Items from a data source
######

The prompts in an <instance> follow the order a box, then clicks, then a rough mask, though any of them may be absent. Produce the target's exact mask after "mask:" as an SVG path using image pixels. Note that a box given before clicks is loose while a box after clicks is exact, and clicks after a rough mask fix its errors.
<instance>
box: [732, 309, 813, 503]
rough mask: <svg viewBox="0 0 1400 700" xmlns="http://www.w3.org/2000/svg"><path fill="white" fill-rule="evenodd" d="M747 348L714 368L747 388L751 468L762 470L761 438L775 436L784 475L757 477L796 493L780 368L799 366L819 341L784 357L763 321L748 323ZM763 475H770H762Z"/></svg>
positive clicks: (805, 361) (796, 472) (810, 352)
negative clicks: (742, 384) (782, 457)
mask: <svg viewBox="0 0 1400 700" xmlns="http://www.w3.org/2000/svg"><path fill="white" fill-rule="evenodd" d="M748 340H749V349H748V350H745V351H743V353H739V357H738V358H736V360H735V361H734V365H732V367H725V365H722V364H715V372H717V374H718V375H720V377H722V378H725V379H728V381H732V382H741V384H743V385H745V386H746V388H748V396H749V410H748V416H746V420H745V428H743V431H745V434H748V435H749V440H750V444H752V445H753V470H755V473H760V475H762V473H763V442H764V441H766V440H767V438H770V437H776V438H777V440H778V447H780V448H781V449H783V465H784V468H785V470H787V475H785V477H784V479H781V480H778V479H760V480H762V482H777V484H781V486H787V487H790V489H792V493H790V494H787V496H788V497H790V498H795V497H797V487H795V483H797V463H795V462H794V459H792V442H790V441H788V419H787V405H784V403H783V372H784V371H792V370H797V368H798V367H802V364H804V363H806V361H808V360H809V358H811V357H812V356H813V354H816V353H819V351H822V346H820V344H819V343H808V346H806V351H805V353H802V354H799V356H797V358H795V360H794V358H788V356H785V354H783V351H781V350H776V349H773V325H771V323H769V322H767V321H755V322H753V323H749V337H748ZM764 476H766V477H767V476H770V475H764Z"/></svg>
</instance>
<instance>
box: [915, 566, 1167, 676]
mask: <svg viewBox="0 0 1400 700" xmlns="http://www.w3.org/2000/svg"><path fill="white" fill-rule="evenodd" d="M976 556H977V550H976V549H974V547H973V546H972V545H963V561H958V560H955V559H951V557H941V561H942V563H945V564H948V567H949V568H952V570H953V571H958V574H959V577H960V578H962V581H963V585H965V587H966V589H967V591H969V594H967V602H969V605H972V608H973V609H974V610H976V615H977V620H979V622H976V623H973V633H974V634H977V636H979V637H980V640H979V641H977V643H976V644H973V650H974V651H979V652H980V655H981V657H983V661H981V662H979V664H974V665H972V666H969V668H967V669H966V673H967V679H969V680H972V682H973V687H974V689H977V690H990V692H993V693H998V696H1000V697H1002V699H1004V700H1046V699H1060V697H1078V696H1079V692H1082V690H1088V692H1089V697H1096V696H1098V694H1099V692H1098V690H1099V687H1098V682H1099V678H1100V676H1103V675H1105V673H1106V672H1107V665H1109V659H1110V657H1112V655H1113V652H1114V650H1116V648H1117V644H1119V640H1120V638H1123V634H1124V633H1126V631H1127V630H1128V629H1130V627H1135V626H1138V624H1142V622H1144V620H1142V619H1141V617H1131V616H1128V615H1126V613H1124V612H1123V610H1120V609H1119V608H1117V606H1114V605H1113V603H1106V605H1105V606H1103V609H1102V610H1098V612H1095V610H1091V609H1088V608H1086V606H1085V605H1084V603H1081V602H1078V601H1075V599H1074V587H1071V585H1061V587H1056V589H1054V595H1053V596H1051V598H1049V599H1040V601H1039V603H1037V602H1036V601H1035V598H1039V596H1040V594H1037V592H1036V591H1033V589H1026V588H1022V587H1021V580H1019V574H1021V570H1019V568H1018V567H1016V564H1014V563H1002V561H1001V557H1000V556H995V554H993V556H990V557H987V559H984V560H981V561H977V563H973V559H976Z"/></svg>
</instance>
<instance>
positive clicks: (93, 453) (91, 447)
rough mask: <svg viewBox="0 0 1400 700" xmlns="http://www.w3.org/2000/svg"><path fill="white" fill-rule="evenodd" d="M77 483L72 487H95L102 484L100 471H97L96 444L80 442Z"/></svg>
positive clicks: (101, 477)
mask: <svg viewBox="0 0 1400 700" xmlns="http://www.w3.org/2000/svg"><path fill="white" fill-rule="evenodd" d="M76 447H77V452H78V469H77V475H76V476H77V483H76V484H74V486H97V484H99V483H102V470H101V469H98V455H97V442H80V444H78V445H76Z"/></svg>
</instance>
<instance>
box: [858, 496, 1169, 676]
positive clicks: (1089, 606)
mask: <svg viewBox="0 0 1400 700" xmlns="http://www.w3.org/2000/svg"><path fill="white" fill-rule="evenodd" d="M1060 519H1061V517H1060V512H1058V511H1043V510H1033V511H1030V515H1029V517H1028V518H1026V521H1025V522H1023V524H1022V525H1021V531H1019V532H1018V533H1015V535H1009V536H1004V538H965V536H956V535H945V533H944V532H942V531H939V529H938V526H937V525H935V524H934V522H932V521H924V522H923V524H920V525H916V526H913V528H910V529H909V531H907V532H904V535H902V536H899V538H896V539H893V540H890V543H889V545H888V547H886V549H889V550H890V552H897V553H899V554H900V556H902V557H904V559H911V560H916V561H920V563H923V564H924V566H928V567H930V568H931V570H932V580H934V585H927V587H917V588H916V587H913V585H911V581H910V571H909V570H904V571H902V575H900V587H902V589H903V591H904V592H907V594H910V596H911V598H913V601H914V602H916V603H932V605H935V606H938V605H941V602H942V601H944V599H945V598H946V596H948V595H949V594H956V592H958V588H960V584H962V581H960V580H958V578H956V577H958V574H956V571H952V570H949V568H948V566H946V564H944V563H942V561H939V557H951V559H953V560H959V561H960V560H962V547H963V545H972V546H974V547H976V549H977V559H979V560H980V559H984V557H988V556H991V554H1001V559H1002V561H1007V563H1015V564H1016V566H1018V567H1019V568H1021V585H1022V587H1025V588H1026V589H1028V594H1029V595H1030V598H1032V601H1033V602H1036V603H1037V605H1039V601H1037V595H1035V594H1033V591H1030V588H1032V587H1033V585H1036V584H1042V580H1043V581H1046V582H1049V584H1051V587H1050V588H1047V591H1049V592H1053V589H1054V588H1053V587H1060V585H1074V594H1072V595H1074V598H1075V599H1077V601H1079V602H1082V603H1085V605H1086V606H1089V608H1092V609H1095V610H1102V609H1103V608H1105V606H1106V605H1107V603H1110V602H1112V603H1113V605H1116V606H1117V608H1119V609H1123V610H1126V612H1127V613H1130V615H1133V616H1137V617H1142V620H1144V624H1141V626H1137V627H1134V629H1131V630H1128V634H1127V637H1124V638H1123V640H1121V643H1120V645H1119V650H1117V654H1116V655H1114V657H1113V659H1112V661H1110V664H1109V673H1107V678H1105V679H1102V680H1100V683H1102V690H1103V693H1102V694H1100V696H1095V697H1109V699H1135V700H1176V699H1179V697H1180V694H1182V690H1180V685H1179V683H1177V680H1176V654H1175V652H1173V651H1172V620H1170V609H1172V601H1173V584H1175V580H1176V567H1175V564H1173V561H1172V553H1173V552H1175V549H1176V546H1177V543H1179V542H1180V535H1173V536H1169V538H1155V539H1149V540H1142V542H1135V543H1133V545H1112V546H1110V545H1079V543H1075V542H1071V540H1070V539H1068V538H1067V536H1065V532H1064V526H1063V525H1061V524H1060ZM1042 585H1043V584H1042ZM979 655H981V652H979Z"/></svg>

######

### EXERCISE PROMPT
Repeat the data exactly as it was given above.

### RESPONSE TO THE TASK
The prompts in an <instance> follow the order a box, then clicks, then a rough mask, though any of them may be absent. Produce the target's exact mask after "mask:" as an SVG path using image pixels. Note that a box given before clicks is loose while a box after clicks is exact, and clicks after a rough mask fix its errors.
<instance>
box: [732, 309, 813, 503]
rough mask: <svg viewBox="0 0 1400 700" xmlns="http://www.w3.org/2000/svg"><path fill="white" fill-rule="evenodd" d="M747 348L714 368L747 388L751 468L762 470L761 438L775 436L784 475L757 477L796 493L780 368L799 366L819 341L784 357L763 321L748 323ZM763 475H770H762Z"/></svg>
positive clicks: (805, 361) (796, 472) (810, 352)
negative clicks: (742, 384) (782, 457)
mask: <svg viewBox="0 0 1400 700" xmlns="http://www.w3.org/2000/svg"><path fill="white" fill-rule="evenodd" d="M748 340H749V349H748V350H745V351H743V353H739V357H738V358H736V360H735V361H734V365H732V367H725V365H722V364H715V372H717V374H718V375H720V377H722V378H725V379H728V381H732V382H741V384H743V385H745V386H746V388H748V396H749V410H748V416H746V420H745V428H743V431H745V434H748V435H749V440H750V444H752V445H753V470H755V473H760V475H762V473H763V442H764V441H766V440H767V438H770V437H776V438H777V440H778V447H780V448H781V449H783V465H784V468H785V470H787V475H785V477H784V479H781V480H778V479H760V480H762V482H777V484H781V486H787V487H790V489H792V493H790V494H787V496H788V497H790V498H795V497H797V487H795V483H797V463H795V462H794V459H792V442H790V441H788V419H787V405H784V403H783V372H784V371H792V370H797V368H798V367H802V364H804V363H806V361H808V360H809V358H811V357H812V356H813V354H816V353H819V351H822V346H820V344H819V343H808V346H806V351H805V353H802V354H799V356H797V358H795V360H794V358H788V356H785V354H783V351H781V350H776V349H773V325H771V323H769V322H767V321H755V322H753V323H749V337H748ZM764 476H766V477H767V476H770V475H764Z"/></svg>
</instance>
<instance>
box: [915, 566, 1167, 676]
mask: <svg viewBox="0 0 1400 700" xmlns="http://www.w3.org/2000/svg"><path fill="white" fill-rule="evenodd" d="M976 556H977V550H976V549H974V547H973V546H972V545H963V561H958V560H955V559H951V557H941V561H942V563H945V564H948V567H949V568H952V570H953V571H958V574H959V577H960V578H962V581H963V585H965V587H966V589H967V591H969V594H967V602H969V605H972V608H973V609H974V610H976V615H977V620H979V622H976V623H973V633H974V634H977V636H979V637H980V640H979V641H977V643H976V644H973V650H974V651H979V652H980V655H981V657H983V661H981V662H979V664H974V665H972V666H969V668H967V669H966V673H967V679H969V680H972V682H973V687H974V689H977V690H990V692H993V693H998V696H1000V697H1002V699H1004V700H1046V699H1060V697H1078V696H1079V692H1082V690H1088V692H1089V697H1096V696H1098V694H1099V692H1098V690H1099V687H1098V682H1099V678H1100V676H1103V675H1105V673H1106V672H1107V665H1109V659H1110V657H1112V655H1113V652H1114V650H1116V648H1117V644H1119V640H1120V638H1123V634H1124V633H1126V631H1127V630H1128V629H1130V627H1135V626H1138V624H1142V622H1144V620H1142V619H1141V617H1131V616H1128V615H1126V613H1124V612H1123V610H1120V609H1119V608H1117V606H1114V605H1113V603H1106V605H1105V606H1103V609H1102V610H1098V612H1095V610H1091V609H1088V608H1086V606H1085V605H1084V603H1081V602H1078V601H1075V599H1074V587H1071V585H1061V587H1056V589H1054V595H1053V596H1051V598H1049V599H1040V601H1039V603H1037V602H1036V601H1035V598H1039V596H1040V594H1037V592H1036V591H1033V589H1026V588H1022V587H1021V580H1019V574H1021V570H1019V568H1018V567H1016V564H1014V563H1002V561H1001V557H1000V556H995V554H993V556H990V557H987V559H984V560H981V561H977V563H973V559H976Z"/></svg>
</instance>
<instance>
positive clicks: (93, 453) (91, 447)
rough mask: <svg viewBox="0 0 1400 700" xmlns="http://www.w3.org/2000/svg"><path fill="white" fill-rule="evenodd" d="M77 483L72 487H95L102 484L100 471H97L96 444L80 442Z"/></svg>
positive clicks: (101, 477)
mask: <svg viewBox="0 0 1400 700" xmlns="http://www.w3.org/2000/svg"><path fill="white" fill-rule="evenodd" d="M76 447H77V452H78V469H77V475H76V476H77V483H76V484H74V486H97V484H99V483H102V470H101V469H98V455H97V442H80V444H78V445H76Z"/></svg>
</instance>
<instance>
box: [858, 496, 1169, 676]
positive clicks: (1089, 606)
mask: <svg viewBox="0 0 1400 700" xmlns="http://www.w3.org/2000/svg"><path fill="white" fill-rule="evenodd" d="M1060 519H1061V517H1060V512H1058V511H1043V510H1033V511H1030V515H1029V517H1028V518H1026V521H1025V522H1023V524H1022V525H1021V531H1019V532H1018V533H1015V535H1009V536H1004V538H965V536H956V535H945V533H944V532H942V531H939V529H938V526H937V525H935V524H934V522H932V521H924V522H923V524H920V525H916V526H913V528H910V529H909V531H907V532H904V535H902V536H899V538H896V539H893V540H890V543H889V545H888V547H886V549H889V550H890V552H897V553H899V554H900V556H902V557H904V559H911V560H916V561H920V563H923V564H924V566H928V567H930V568H931V570H932V580H934V585H927V587H917V588H916V587H913V585H911V581H910V571H909V570H904V571H902V575H900V587H902V589H903V591H904V592H907V594H910V596H911V598H913V601H914V602H916V603H932V605H935V606H938V605H941V602H942V601H944V599H945V598H946V596H948V595H949V594H956V592H958V588H960V584H962V581H960V580H958V578H956V577H958V574H956V571H952V570H949V568H948V566H946V564H944V563H942V561H939V557H951V559H953V560H959V561H960V560H962V547H963V545H972V546H974V547H976V549H977V559H979V560H980V559H984V557H988V556H991V554H1001V559H1002V561H1007V563H1015V564H1016V566H1018V567H1019V568H1021V585H1022V587H1025V588H1026V589H1028V594H1029V595H1030V598H1032V601H1033V602H1036V603H1037V605H1039V601H1037V595H1035V594H1033V591H1030V588H1032V587H1033V585H1036V584H1042V580H1043V581H1046V582H1049V584H1051V587H1050V588H1047V591H1049V592H1053V589H1054V588H1053V587H1060V585H1074V594H1072V595H1074V598H1075V599H1077V601H1079V602H1082V603H1085V605H1086V606H1089V608H1092V609H1095V610H1102V609H1103V608H1105V606H1106V605H1107V603H1110V602H1112V603H1113V605H1116V606H1117V608H1119V609H1123V610H1126V612H1127V613H1130V615H1133V616H1137V617H1142V620H1144V624H1141V626H1137V627H1134V629H1131V630H1128V634H1127V637H1124V638H1123V640H1121V643H1120V645H1119V650H1117V654H1116V655H1114V657H1113V659H1112V661H1110V664H1109V673H1107V678H1105V679H1102V680H1100V683H1102V690H1103V693H1102V694H1100V696H1095V697H1109V699H1135V700H1176V699H1179V697H1180V694H1182V690H1180V685H1179V683H1177V680H1176V654H1175V652H1173V651H1172V620H1170V609H1172V601H1173V584H1175V580H1176V567H1175V564H1173V561H1172V553H1173V552H1175V549H1176V546H1177V543H1179V542H1180V535H1173V536H1169V538H1155V539H1149V540H1142V542H1135V543H1133V545H1112V546H1110V545H1079V543H1075V542H1071V540H1070V539H1068V538H1067V536H1065V532H1064V526H1063V525H1061V524H1060ZM1042 585H1043V584H1042ZM979 655H981V652H979Z"/></svg>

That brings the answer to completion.